» Goal of the exercise:
Return the items verbatim, starting at the line that contains "Point to the arch" and ending at the line that contains "[(393, 232)]", with both of those lines included.

» Dataset:
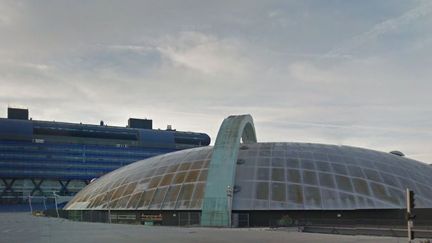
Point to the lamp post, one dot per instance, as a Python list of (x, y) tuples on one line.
[(55, 203), (229, 203)]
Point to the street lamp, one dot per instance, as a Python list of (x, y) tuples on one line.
[(229, 203)]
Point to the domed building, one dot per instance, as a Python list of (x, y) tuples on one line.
[(252, 184)]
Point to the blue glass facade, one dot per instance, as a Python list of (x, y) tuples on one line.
[(38, 158)]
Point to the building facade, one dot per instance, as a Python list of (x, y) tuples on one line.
[(255, 183), (40, 158)]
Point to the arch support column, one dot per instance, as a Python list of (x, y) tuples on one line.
[(217, 200)]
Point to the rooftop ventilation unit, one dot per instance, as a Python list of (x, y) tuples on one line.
[(140, 123), (398, 153), (16, 113)]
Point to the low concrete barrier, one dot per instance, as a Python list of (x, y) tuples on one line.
[(393, 232)]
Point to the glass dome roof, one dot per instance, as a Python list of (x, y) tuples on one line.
[(269, 176)]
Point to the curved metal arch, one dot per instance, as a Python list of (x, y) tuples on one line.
[(217, 201)]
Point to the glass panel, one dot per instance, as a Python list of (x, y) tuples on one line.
[(154, 182), (278, 192), (166, 180), (361, 186), (307, 164), (312, 197), (265, 162), (192, 176), (343, 183), (278, 174), (130, 188), (309, 177), (340, 169), (293, 176), (262, 191), (179, 178), (323, 166), (173, 168), (158, 197), (372, 175), (145, 199), (278, 162), (263, 174), (133, 202), (295, 194), (326, 180), (292, 163), (203, 175), (355, 171), (185, 166)]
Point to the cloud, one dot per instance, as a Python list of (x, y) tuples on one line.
[(393, 24), (190, 65)]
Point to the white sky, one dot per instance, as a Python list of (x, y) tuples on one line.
[(339, 72)]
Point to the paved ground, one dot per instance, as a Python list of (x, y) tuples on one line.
[(22, 227)]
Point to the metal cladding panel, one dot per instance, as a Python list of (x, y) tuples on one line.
[(269, 176), (16, 128), (158, 137), (220, 181), (192, 138)]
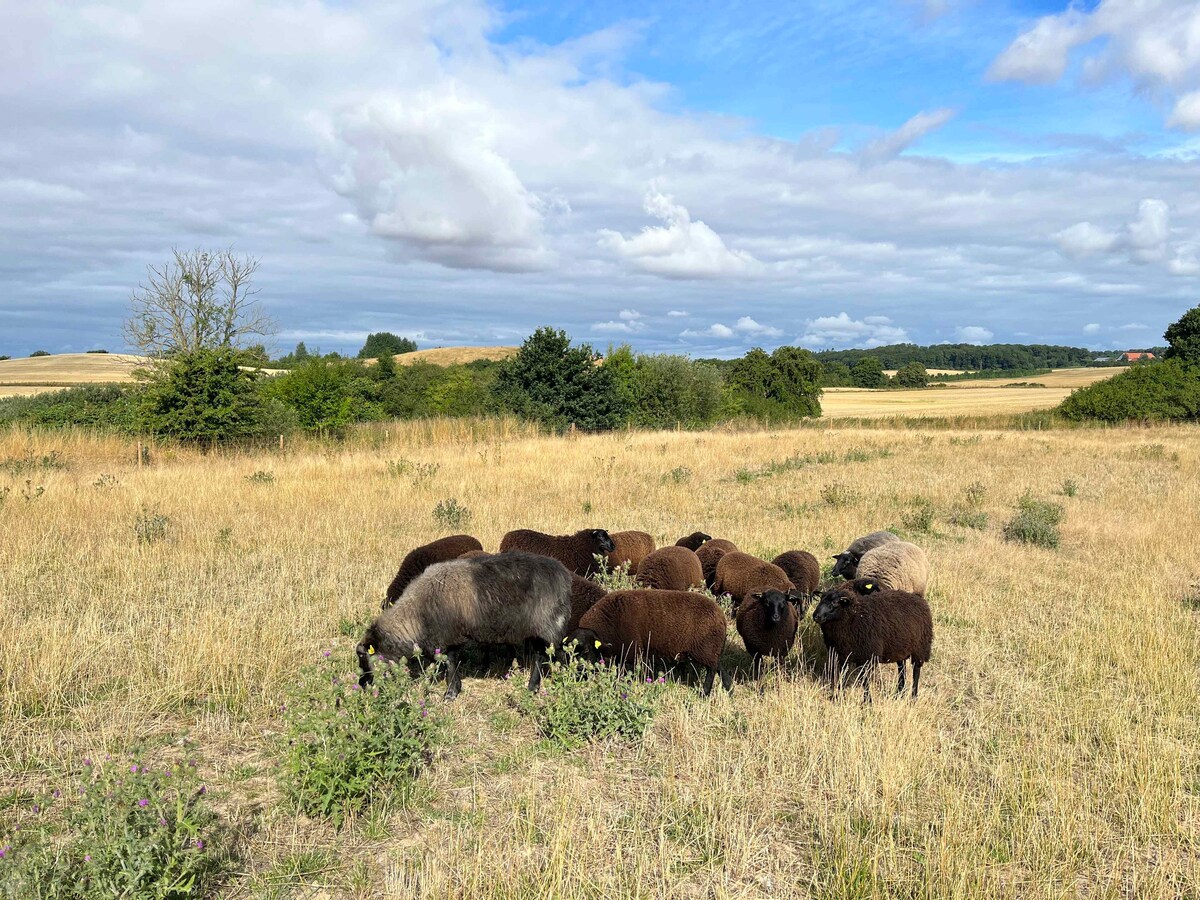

» Solution to the exercise:
Point to the arch support column, one dot per instance, as a Python list of (x, y) tuples on one line.
[(217, 200)]
Point to the rooftop ventilation unit, one dot per instance, as a Python list of (x, y) tuples on one line.
[(140, 123), (398, 153), (16, 113)]
Point to the low concrete barrier, one dot per instance, as a Python list of (x, y) tuples on one line.
[(393, 232)]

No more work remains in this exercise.